MATERIAL TO PROCESS:
— BEGIN —

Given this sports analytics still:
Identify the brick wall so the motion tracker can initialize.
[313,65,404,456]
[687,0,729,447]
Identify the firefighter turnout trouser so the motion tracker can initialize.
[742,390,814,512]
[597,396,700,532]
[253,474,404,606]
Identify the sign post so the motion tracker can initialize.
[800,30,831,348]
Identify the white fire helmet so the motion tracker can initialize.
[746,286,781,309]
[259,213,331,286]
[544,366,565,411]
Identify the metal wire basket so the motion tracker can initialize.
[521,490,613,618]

— END —

WHAT THIS TASK INVOLVES: Find the line that contains "Identify the firefighter". Repeat it and every line after it, exactly as written, up to and including the last line of the records above.

FINAL RESULT:
Identify the firefighter turnout trouser so the motion tracker can initialize.
[742,390,814,512]
[597,396,700,532]
[253,474,404,606]
Identify the sign post so the motion tracker can initialize.
[800,30,831,348]
Identify the white fire helmet so the motion tracker can initialize.
[746,286,781,309]
[259,213,331,286]
[544,366,565,411]
Identify the metal wire basket so the motion tracker can initialize.
[521,490,613,618]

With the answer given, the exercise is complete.